Image boundary annotation data
# # #

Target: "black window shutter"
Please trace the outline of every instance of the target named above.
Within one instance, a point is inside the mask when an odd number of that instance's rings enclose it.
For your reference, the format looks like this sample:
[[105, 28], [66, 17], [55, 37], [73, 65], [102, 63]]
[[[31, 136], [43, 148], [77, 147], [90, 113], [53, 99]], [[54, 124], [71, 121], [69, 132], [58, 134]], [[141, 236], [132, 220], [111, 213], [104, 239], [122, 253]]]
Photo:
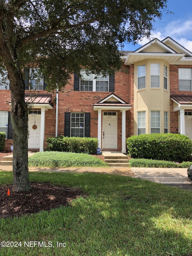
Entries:
[[45, 76], [43, 76], [43, 89], [44, 91], [46, 90], [46, 87], [47, 86], [47, 84], [46, 83], [45, 81]]
[[24, 79], [25, 89], [25, 90], [28, 90], [29, 81], [29, 69], [28, 68], [24, 68], [23, 69], [23, 74], [25, 78]]
[[11, 120], [11, 112], [9, 111], [8, 113], [8, 128], [7, 133], [8, 140], [12, 140], [13, 139], [13, 131], [12, 129], [12, 125]]
[[85, 137], [90, 137], [90, 113], [85, 113]]
[[115, 92], [115, 75], [109, 76], [109, 91]]
[[80, 90], [80, 80], [79, 75], [77, 73], [74, 74], [74, 91]]
[[70, 137], [71, 123], [71, 113], [70, 112], [65, 112], [65, 124], [64, 136]]

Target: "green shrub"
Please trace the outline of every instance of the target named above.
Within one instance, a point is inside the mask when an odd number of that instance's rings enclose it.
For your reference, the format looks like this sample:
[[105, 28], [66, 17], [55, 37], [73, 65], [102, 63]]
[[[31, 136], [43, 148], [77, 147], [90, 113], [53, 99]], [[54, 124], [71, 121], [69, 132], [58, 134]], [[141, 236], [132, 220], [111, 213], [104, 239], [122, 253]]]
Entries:
[[180, 165], [175, 163], [162, 160], [137, 158], [130, 159], [129, 161], [130, 167], [177, 168], [180, 167]]
[[189, 168], [190, 165], [192, 164], [192, 162], [183, 162], [179, 167], [180, 168]]
[[45, 151], [38, 152], [28, 159], [29, 166], [50, 167], [106, 167], [96, 156], [87, 154]]
[[191, 159], [192, 141], [170, 133], [141, 134], [127, 140], [128, 153], [134, 158], [181, 161]]
[[0, 151], [3, 151], [4, 149], [6, 136], [5, 132], [0, 132]]
[[95, 154], [98, 147], [98, 140], [95, 138], [64, 137], [47, 138], [47, 151], [84, 153]]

# # #

## TASK STATEMENT
Turn the items above, from the start through the line that contains "[[115, 92], [115, 75], [109, 76], [109, 91]]", into a JSON list of strings with one string per line and no blank lines. Leave out the picture.

## EXERCISE SOLUTION
[
  "Target: \"black window shutter\"",
  "Please trace the outline of every instance of the target named above.",
  "Within one instance, a point is inside the mask when an odd number of that instance's rings enclose it.",
  "For your reference, the format looks like this sample:",
  "[[105, 28], [66, 17], [55, 37], [73, 65], [102, 63]]",
  "[[[31, 136], [43, 148], [77, 147], [90, 113], [53, 99]], [[54, 124], [71, 121], [69, 132], [58, 134]], [[141, 236], [132, 220], [111, 213], [104, 239], [122, 253]]]",
  "Photo:",
  "Entries:",
  "[[45, 76], [43, 76], [43, 89], [44, 91], [46, 90], [46, 87], [47, 86], [47, 84], [46, 83], [45, 81]]",
  "[[24, 79], [25, 89], [25, 90], [28, 90], [29, 81], [29, 69], [28, 68], [24, 68], [23, 69], [23, 74], [25, 78]]",
  "[[11, 120], [11, 112], [9, 111], [8, 113], [8, 128], [7, 133], [8, 140], [12, 140], [13, 139], [13, 131], [12, 129], [12, 125]]",
  "[[85, 137], [90, 137], [90, 113], [85, 113]]",
  "[[115, 92], [115, 75], [109, 76], [109, 91]]"
]